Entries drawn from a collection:
_ _ _ _ _ _ _

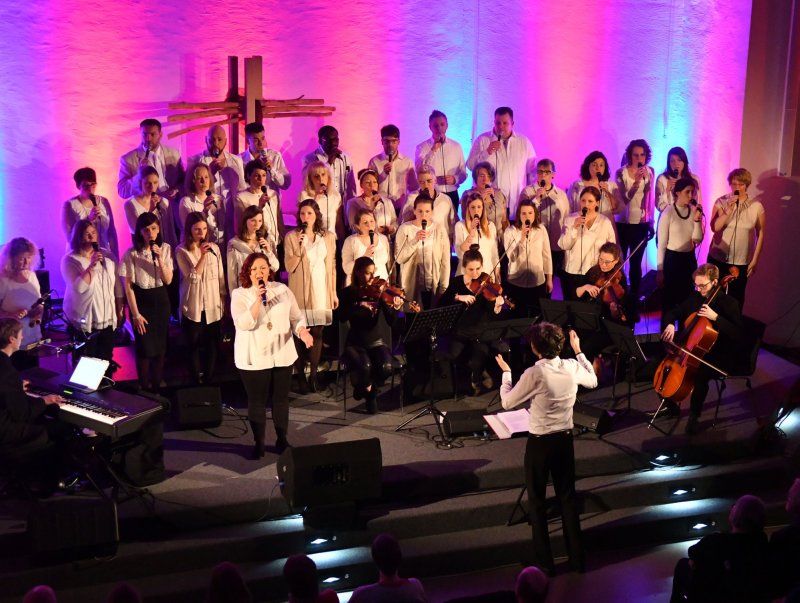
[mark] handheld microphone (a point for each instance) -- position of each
(96, 247)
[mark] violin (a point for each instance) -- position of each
(483, 285)
(611, 293)
(379, 289)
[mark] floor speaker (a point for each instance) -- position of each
(465, 423)
(591, 418)
(70, 528)
(199, 407)
(331, 473)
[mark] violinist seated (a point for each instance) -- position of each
(481, 297)
(371, 310)
(709, 301)
(605, 284)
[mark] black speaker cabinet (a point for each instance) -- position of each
(70, 528)
(199, 407)
(331, 473)
(591, 418)
(465, 422)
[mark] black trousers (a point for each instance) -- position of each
(368, 366)
(553, 455)
(268, 384)
(630, 235)
(736, 288)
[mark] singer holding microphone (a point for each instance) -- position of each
(530, 264)
(93, 295)
(738, 222)
(494, 200)
(202, 296)
(366, 242)
(88, 206)
(266, 315)
(265, 198)
(311, 262)
(146, 271)
(475, 231)
(202, 199)
(21, 297)
(582, 237)
(372, 200)
(251, 237)
(680, 232)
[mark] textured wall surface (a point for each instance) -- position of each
(79, 75)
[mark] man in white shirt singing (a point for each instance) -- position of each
(511, 154)
(551, 386)
(166, 160)
(445, 155)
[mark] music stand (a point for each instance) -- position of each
(430, 324)
(571, 314)
(628, 347)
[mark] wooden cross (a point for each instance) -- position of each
(251, 107)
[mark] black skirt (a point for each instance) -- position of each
(153, 304)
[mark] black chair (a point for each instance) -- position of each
(745, 360)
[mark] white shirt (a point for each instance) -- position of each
(447, 161)
(582, 245)
(344, 178)
(90, 306)
(678, 233)
(257, 347)
(635, 207)
(139, 268)
(553, 210)
(512, 163)
(529, 259)
(486, 245)
(550, 385)
(353, 248)
(738, 249)
(397, 183)
(278, 176)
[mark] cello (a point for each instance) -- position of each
(675, 375)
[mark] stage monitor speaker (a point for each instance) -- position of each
(591, 418)
(199, 407)
(331, 473)
(465, 423)
(71, 528)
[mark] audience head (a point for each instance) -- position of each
(547, 339)
(147, 229)
(9, 327)
(17, 256)
(83, 232)
(150, 130)
(300, 573)
(40, 594)
(748, 515)
(227, 585)
(677, 163)
(595, 164)
(252, 219)
(386, 553)
(531, 585)
(124, 593)
(638, 151)
(254, 267)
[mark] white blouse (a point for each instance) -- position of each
(529, 259)
(139, 268)
(257, 346)
(90, 306)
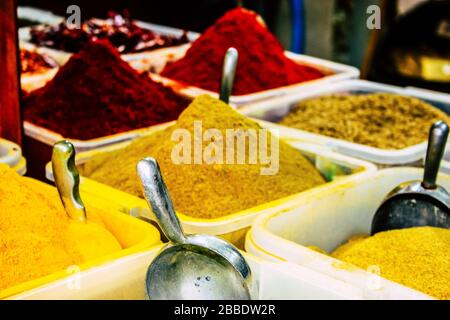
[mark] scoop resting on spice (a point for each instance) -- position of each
(262, 63)
(418, 258)
(380, 120)
(37, 236)
(205, 190)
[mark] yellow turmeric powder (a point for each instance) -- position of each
(207, 190)
(415, 257)
(36, 236)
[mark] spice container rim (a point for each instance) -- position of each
(376, 155)
(228, 223)
(61, 56)
(264, 241)
(148, 237)
(270, 280)
(334, 72)
(49, 137)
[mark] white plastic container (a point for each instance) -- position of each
(273, 110)
(329, 219)
(340, 169)
(125, 279)
(335, 72)
(11, 154)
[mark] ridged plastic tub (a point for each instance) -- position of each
(327, 220)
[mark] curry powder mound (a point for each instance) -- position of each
(386, 121)
(207, 190)
(36, 236)
(418, 258)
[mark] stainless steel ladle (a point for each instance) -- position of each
(228, 74)
(418, 203)
(67, 180)
(199, 267)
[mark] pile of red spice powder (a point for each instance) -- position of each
(262, 64)
(97, 94)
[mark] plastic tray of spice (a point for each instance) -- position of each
(144, 56)
(327, 221)
(333, 72)
(271, 111)
(38, 71)
(337, 169)
(60, 110)
(264, 68)
(124, 280)
(134, 236)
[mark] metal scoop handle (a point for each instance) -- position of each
(157, 195)
(437, 141)
(67, 180)
(228, 74)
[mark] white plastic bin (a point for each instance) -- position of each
(273, 110)
(328, 220)
(11, 154)
(338, 168)
(125, 278)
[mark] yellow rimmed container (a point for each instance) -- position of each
(134, 236)
(328, 220)
(336, 168)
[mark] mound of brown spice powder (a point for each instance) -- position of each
(97, 94)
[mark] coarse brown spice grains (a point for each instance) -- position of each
(380, 120)
(206, 190)
(418, 258)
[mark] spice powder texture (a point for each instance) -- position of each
(418, 258)
(36, 236)
(262, 62)
(206, 190)
(97, 94)
(380, 120)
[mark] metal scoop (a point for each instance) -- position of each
(198, 267)
(67, 180)
(418, 203)
(228, 74)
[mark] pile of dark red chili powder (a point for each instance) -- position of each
(97, 94)
(262, 63)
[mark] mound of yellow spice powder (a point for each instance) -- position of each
(206, 190)
(418, 258)
(386, 121)
(36, 236)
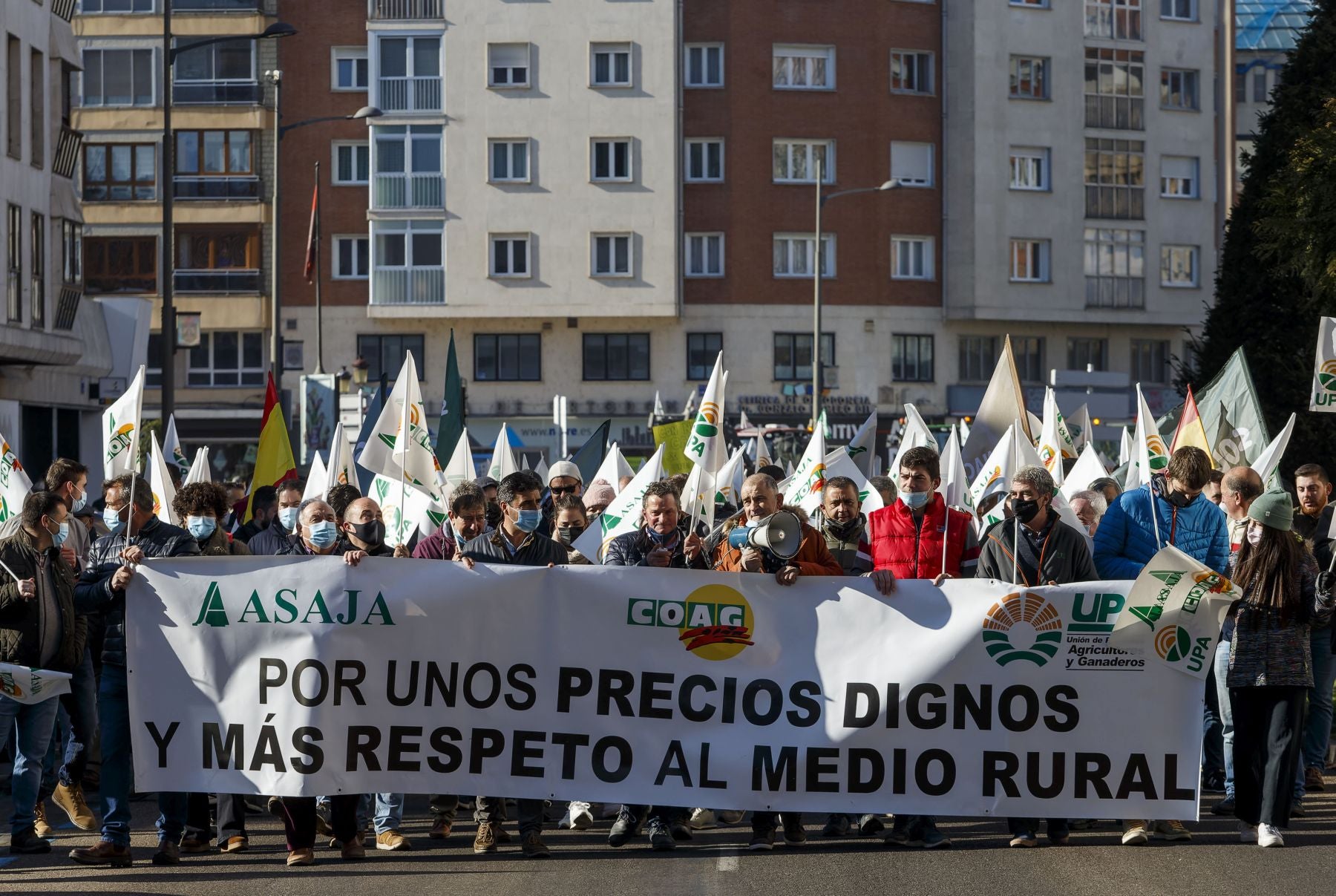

_ _ _ _ _ _ _

EXERCISE INSTRUCTIONS:
Show every line above that contains the word "shirt", treating uppercase and lowercase as different.

ANSWER TO THE TASK:
[mark] man in white shirt singing (a point for each instance) -- position of each
[mark] white shirt (a point for each instance) -- position of each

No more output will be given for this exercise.